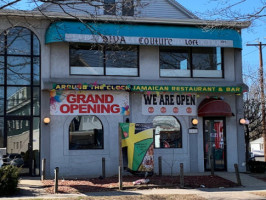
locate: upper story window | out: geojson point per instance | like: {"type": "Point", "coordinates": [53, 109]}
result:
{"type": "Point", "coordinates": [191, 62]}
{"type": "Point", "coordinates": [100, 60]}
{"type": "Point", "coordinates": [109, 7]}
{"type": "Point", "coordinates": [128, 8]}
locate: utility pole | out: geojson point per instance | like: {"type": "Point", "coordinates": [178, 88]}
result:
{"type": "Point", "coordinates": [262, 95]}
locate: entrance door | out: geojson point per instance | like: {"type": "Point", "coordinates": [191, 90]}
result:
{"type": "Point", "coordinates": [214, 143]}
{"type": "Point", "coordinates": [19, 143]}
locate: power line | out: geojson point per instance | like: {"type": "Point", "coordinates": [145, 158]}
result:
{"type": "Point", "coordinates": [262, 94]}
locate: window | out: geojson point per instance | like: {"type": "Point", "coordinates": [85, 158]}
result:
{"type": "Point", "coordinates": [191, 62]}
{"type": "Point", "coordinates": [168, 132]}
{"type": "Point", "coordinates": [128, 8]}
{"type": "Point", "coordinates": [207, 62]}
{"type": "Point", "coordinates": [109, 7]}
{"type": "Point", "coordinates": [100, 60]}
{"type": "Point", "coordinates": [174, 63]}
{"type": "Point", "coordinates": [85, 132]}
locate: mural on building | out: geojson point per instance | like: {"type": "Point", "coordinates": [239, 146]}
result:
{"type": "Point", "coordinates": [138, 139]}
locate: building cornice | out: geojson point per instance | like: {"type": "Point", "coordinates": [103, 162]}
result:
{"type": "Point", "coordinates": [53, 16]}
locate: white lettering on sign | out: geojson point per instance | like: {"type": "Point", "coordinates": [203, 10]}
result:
--------------------------------------------------
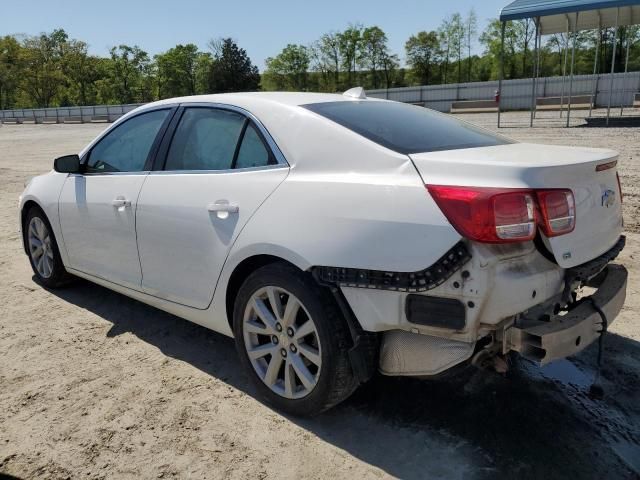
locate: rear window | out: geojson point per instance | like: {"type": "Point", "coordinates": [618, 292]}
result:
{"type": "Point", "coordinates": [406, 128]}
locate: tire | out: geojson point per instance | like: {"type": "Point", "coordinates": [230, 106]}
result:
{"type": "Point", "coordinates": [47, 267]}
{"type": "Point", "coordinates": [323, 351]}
--------------------------------------------------
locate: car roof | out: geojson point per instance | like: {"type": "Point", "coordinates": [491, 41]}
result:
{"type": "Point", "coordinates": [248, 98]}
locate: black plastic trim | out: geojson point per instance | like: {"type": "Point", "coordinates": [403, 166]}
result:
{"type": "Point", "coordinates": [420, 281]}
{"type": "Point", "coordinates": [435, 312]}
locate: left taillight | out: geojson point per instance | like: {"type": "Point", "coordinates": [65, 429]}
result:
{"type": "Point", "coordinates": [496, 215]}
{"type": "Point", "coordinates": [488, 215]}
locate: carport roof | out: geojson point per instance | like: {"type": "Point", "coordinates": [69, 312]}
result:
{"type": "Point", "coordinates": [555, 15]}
--------------------------------------------------
- [TASK OBJECTIVE] Gather every line in the rows above that contains the word "roof".

- [RESULT]
locate: car roof | out: geojson point per instance | like: {"type": "Point", "coordinates": [491, 41]}
locate: carport roof | out: geojson point per instance | like: {"type": "Point", "coordinates": [69, 312]}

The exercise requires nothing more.